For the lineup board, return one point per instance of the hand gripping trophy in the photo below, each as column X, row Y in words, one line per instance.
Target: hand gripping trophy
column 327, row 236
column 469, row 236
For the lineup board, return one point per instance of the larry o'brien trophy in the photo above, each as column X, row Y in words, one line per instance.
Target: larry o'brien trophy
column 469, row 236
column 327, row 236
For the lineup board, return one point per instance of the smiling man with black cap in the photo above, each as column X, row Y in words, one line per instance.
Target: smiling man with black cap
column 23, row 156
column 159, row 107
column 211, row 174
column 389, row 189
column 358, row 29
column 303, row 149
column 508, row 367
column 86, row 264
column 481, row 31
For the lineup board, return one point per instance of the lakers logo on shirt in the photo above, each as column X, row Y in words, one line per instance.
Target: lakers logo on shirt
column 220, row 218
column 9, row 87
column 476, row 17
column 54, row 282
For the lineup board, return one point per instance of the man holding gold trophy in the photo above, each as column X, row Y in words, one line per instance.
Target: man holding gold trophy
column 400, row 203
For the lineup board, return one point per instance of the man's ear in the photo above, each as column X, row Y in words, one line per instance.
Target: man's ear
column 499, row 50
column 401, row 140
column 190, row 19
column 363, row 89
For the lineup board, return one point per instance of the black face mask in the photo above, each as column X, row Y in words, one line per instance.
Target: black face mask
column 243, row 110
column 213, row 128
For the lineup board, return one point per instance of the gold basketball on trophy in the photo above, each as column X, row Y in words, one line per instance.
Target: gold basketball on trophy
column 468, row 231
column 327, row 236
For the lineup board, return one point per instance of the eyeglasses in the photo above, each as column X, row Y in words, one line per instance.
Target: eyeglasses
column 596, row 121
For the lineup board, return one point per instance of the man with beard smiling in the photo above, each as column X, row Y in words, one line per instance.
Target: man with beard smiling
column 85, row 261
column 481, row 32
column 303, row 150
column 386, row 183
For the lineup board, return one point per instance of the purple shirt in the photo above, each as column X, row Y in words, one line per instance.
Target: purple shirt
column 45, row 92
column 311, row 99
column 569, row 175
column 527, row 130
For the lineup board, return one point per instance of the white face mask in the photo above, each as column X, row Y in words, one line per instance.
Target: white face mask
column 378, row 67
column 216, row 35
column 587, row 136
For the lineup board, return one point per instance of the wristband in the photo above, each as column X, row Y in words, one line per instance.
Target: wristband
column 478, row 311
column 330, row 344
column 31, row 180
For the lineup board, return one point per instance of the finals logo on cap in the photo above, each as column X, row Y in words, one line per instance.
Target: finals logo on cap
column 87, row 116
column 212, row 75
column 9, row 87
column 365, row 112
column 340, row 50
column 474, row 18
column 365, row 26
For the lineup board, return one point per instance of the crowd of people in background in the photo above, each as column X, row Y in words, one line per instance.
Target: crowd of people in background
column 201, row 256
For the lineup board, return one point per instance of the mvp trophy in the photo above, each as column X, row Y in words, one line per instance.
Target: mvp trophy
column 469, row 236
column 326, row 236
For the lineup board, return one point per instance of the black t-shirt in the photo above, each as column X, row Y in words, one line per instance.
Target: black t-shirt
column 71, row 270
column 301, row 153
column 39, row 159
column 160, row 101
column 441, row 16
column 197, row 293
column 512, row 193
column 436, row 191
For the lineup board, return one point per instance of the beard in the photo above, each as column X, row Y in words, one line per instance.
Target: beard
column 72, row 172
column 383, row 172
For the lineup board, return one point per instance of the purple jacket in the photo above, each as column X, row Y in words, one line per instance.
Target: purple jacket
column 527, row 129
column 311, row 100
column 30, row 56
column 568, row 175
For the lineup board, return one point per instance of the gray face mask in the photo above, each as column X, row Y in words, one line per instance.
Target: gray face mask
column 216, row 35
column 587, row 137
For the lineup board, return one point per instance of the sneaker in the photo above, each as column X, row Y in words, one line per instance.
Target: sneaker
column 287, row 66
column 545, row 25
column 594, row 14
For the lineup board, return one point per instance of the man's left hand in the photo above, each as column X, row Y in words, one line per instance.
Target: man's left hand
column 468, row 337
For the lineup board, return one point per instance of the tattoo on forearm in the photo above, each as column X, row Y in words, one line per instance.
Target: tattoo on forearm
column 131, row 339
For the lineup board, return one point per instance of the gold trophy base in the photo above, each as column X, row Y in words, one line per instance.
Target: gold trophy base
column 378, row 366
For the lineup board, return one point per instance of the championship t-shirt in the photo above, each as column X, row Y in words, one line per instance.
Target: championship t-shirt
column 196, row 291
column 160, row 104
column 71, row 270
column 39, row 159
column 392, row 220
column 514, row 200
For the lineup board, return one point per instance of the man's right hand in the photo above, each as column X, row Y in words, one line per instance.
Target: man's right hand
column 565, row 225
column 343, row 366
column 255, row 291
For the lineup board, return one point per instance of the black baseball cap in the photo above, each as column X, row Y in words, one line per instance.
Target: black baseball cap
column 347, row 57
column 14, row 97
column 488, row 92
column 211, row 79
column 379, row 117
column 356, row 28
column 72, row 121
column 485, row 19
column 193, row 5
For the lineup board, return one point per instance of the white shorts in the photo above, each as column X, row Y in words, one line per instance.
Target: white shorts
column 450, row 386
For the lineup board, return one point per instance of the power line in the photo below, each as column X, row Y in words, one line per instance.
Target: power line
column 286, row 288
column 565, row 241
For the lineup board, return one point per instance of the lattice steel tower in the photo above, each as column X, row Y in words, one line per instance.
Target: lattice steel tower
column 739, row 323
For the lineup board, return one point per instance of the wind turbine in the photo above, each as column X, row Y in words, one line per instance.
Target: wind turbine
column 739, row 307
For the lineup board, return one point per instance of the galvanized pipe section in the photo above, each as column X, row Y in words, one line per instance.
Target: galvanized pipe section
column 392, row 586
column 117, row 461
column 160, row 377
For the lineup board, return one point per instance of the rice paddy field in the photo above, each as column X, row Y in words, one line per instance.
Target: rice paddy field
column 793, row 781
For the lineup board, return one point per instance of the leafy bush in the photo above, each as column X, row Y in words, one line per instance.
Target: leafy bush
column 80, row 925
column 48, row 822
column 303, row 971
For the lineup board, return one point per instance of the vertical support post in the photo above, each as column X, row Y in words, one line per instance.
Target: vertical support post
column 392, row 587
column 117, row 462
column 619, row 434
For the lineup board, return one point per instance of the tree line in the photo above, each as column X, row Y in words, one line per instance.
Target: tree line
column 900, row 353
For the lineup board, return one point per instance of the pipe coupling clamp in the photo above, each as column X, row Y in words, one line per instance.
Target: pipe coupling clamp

### WORK TO BE COMPLETED
Print every line of the items above verbatim, from first to last, without altering any word or number.

### SOLVED PROBLEM
For the lineup board, return one point per instance of the hand gripping trophy in the photo below, each as column X, row Y in words, one line per instance.
Target: hand gripping trophy
column 327, row 236
column 469, row 236
For the lineup board, return one point per instance of the larry o'brien trophy in the photo above, each as column X, row Y in words, one line per instance.
Target: larry o'brien trophy
column 469, row 236
column 327, row 236
For the lineup board, return one point per instance of the smiling man with black cap in the photo above, each as column X, row Y in words, one line per instance.
Target: smiling man with black cap
column 23, row 156
column 159, row 107
column 211, row 174
column 389, row 189
column 358, row 29
column 303, row 149
column 508, row 367
column 86, row 264
column 481, row 31
For the lineup board, return one point per instance of the lakers logo on shirt in the photo above, each as column X, row Y in words, one line per instance.
Target: lakers logo on shirt
column 220, row 218
column 9, row 87
column 476, row 17
column 54, row 282
For the lineup board, return one point per instance of the man holding gold trophy in the photo above, each as column X, row Y in words, one line per instance.
Target: man holding gold trophy
column 400, row 203
For the lineup board, return one point per instance of the man's ear in the photo above, each as column X, row Y in words, one line per instance.
Target: man's ear
column 499, row 50
column 401, row 140
column 190, row 19
column 363, row 89
For the lineup board, return one point per instance of the black face mask in the photo above, each as column X, row Y in words, one line per instance.
Target: black face mask
column 243, row 110
column 213, row 128
For the lineup board, return one point per instance of the gold basketball on trophy in the photo above, each as column X, row Y in words, one line per instance.
Target: gold basketball on trophy
column 468, row 231
column 327, row 236
For the lineup board, return one point per instance of the eyeglasses in the photo above, each as column X, row Y in words, one line per instance.
Target: eyeglasses
column 596, row 121
For the lineup board, return one point per instance of the man with beard smiling in the photo above, each as column X, row Y in words, one line per instance.
Target: man with beard smiling
column 85, row 261
column 481, row 32
column 303, row 150
column 386, row 183
For the lineup board, return one point per instance of the purple shirt in the photo above, each as column X, row Y in words, one line per instance.
Target: purple shirt
column 45, row 92
column 311, row 99
column 569, row 175
column 527, row 130
For the lineup board, return one point per instance of the white face mask in the photo above, each as column X, row Y in words, one line per instance.
Target: white face mask
column 378, row 67
column 216, row 35
column 587, row 136
For the lineup board, return one point per instance of the wristband in the photo above, each as column X, row Y in words, one line per instance.
Target: wristband
column 478, row 311
column 330, row 344
column 31, row 180
For the lineup board, return one point per instance of the finals logo on cap in the photo above, each as column X, row Y in words, one line per instance.
Target: finals logo on cap
column 87, row 116
column 212, row 75
column 9, row 87
column 365, row 112
column 340, row 50
column 474, row 18
column 365, row 26
For the lineup board, return one point per instance of the crowd of people in background in the photo above, each as column X, row Y in words, one line per instance.
Target: crowd of people in background
column 201, row 256
For the lineup board, return one point per instance of the mvp trophy in the photo above, each as column X, row Y in words, one line per instance.
Target: mvp trophy
column 469, row 236
column 326, row 236
For the lineup board, return one point per instance of the black t-shirt in the photo above, each as column X, row Y in words, one line per instance.
Target: black t-shirt
column 71, row 270
column 301, row 153
column 39, row 159
column 160, row 101
column 441, row 16
column 197, row 293
column 512, row 193
column 436, row 191
For the lineup board, return one point per instance of the beard in the photo above, each as column X, row Y in words, one line per instance.
Target: beard
column 72, row 172
column 383, row 172
For the lineup board, return one point per instance of the purple jacket in the photo above, each as column X, row Y in words, one line per instance.
Target: purple jacket
column 527, row 129
column 311, row 100
column 30, row 56
column 568, row 175
For the lineup board, return one point per instance of the gray face mask in the photo above, each as column X, row Y in words, one line per instance.
Target: gray face mask
column 216, row 35
column 587, row 137
For the lineup board, return one point per instance of the sneaker in the photo above, each as column X, row Y in words, one line per instance.
Target: sneaker
column 287, row 66
column 545, row 25
column 594, row 14
For the lineup board, return one point per instance of the man's left hand in the photo above, each as column X, row Y in words, one line per instance.
Target: man's left hand
column 468, row 337
For the lineup board, return one point per instance of the tattoo on forearm in the photo above, each as column X, row Y in words, one line per instance.
Target: tattoo on forearm
column 131, row 339
For the lineup board, return one point per instance of the gold trophy base in the photo above, each as column X, row Y in words, one line per instance.
Target: gold trophy base
column 378, row 366
For the lineup board, return one point per instance of the championship t-shirt in the photo above, each as column X, row Y in words, one line per instance.
Target: championship t-shirt
column 196, row 291
column 160, row 104
column 71, row 270
column 39, row 159
column 392, row 220
column 514, row 200
For the lineup board, return one point per instance of the man's right hand in the photo above, each as column X, row Y in words, one line per instance.
Target: man's right hand
column 565, row 225
column 343, row 366
column 255, row 291
For the lineup board, return one point per instance of the black baseball cap in the photo above, each as column X, row Y in words, one line per instance.
Target: black baseball cap
column 347, row 57
column 14, row 97
column 488, row 92
column 211, row 79
column 379, row 117
column 356, row 28
column 72, row 121
column 485, row 19
column 193, row 5
For the lineup board, return one point per instance of the white shorts in the photo above, each as column X, row Y in words, one line per instance.
Target: white shorts
column 450, row 386
For the lineup board, return one point per instance of the power line in the photo below, each as column X, row Y in words, one line per instance.
Target: power line
column 286, row 288
column 565, row 241
For the lineup board, return one point per instance of the lattice steel tower in the photo above, each as column X, row Y in words, one line per instance.
Target: lattice steel tower
column 739, row 323
For the lineup board, return one point per instance of the wind turbine in the photo above, each as column X, row Y in words, one line per instance.
Target: wind turbine
column 739, row 307
For the lineup board, return one point per instance of the galvanized pipe section in the photo above, each as column X, row Y in words, one line per instance.
Target: galvanized pipe section
column 392, row 586
column 117, row 461
column 160, row 377
For the lineup board, return one point per instance of the rice paddy field in the photo above, each as column X, row Y in words, one line per instance.
Target: rice paddy field
column 793, row 781
For the lineup board, return one point per instance of the leafy bush in the photo above, each as column X, row Y in words, one line per instance.
Target: leafy bush
column 80, row 925
column 48, row 822
column 303, row 971
For the lineup board, return one point per instance of the vertical support post in the photo above, each as column X, row Y in words, one line per instance.
Target: vertical support post
column 392, row 587
column 117, row 462
column 619, row 434
For the lineup board, return one point per instance of the tree line in the photo above, each as column X, row Y in words, one line per instance.
Target: tree line
column 900, row 353
For the lineup board, return one point per instance of the pipe coupling clamp in the photo above, each as column X, row Y in words, one line per instance.
Target: pipe coupling clamp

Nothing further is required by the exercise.